| DATA FOR PROCESSING |
'''
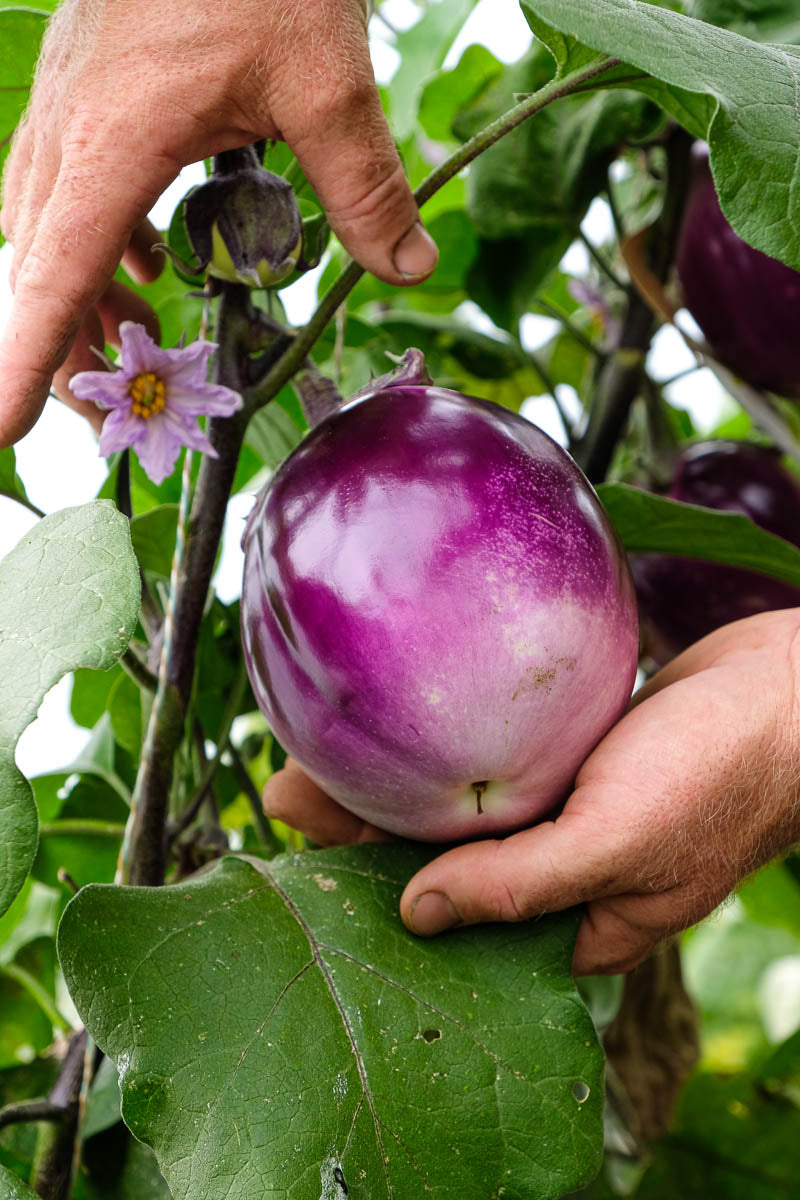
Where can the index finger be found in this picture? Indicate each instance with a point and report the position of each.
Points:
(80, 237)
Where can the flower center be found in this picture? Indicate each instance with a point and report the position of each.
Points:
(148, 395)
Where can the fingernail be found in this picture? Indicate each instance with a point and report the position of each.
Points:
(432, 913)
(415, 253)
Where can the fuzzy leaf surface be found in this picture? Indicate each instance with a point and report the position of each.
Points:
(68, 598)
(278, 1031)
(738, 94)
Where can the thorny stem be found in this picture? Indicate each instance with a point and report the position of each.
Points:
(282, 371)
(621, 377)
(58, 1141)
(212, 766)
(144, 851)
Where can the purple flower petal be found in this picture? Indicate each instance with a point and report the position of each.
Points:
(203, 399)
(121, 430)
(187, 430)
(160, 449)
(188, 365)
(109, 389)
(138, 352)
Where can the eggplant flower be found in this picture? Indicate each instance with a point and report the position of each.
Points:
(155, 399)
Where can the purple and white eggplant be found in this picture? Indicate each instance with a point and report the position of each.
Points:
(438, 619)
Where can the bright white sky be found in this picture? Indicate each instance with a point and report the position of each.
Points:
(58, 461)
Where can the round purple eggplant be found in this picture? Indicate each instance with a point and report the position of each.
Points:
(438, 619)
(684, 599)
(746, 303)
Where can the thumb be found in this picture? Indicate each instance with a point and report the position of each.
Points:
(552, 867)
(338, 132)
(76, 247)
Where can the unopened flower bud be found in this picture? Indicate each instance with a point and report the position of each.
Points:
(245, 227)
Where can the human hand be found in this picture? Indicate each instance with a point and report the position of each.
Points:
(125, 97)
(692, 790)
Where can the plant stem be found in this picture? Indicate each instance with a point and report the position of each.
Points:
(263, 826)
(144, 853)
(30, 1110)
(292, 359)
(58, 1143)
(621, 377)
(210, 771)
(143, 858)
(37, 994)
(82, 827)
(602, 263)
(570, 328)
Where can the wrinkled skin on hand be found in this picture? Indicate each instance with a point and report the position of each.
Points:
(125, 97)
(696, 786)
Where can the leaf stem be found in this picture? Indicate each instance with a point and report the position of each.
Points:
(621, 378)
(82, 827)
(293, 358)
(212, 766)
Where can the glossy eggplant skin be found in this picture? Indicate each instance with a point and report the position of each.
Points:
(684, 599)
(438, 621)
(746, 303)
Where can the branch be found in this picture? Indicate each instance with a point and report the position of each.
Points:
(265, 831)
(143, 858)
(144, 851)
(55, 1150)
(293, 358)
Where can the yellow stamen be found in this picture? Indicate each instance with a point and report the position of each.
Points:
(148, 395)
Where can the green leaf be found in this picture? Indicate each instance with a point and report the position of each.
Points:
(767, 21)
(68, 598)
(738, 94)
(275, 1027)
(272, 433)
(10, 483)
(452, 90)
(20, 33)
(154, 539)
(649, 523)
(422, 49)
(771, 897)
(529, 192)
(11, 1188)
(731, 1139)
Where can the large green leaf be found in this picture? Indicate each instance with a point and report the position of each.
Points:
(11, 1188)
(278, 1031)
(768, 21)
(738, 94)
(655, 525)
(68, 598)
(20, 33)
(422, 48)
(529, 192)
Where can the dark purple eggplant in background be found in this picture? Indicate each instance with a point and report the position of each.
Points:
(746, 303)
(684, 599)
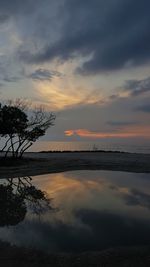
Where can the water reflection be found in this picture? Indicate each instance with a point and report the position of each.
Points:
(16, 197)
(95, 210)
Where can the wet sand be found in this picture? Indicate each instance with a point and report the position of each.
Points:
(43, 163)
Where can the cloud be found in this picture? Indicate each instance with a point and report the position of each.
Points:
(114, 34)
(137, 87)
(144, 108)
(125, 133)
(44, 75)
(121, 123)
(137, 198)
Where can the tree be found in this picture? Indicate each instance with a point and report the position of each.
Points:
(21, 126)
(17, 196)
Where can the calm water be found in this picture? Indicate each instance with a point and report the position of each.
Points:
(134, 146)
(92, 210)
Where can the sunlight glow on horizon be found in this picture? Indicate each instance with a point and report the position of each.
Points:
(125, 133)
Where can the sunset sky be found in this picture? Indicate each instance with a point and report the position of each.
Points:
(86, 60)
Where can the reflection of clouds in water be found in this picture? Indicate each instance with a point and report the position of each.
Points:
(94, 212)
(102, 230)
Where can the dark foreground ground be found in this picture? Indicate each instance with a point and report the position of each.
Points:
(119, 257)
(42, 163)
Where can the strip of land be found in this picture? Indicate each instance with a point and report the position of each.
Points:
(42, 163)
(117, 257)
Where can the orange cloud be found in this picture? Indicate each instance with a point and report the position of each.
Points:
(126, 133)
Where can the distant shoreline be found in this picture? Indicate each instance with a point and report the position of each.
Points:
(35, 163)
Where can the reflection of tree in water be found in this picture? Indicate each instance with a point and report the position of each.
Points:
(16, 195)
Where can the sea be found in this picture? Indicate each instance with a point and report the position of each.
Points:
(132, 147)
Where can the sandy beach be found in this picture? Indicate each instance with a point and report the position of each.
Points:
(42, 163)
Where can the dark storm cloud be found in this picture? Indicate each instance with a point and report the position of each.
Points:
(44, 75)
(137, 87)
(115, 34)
'''
What lines in the records above include the string "green"? Copy each one.

Where can the green leaf be found in this picture? Indicate each instance with a point and report the position of each.
Where can the large green leaf be found in this picture? Indicate each instance with a point and report the position of each.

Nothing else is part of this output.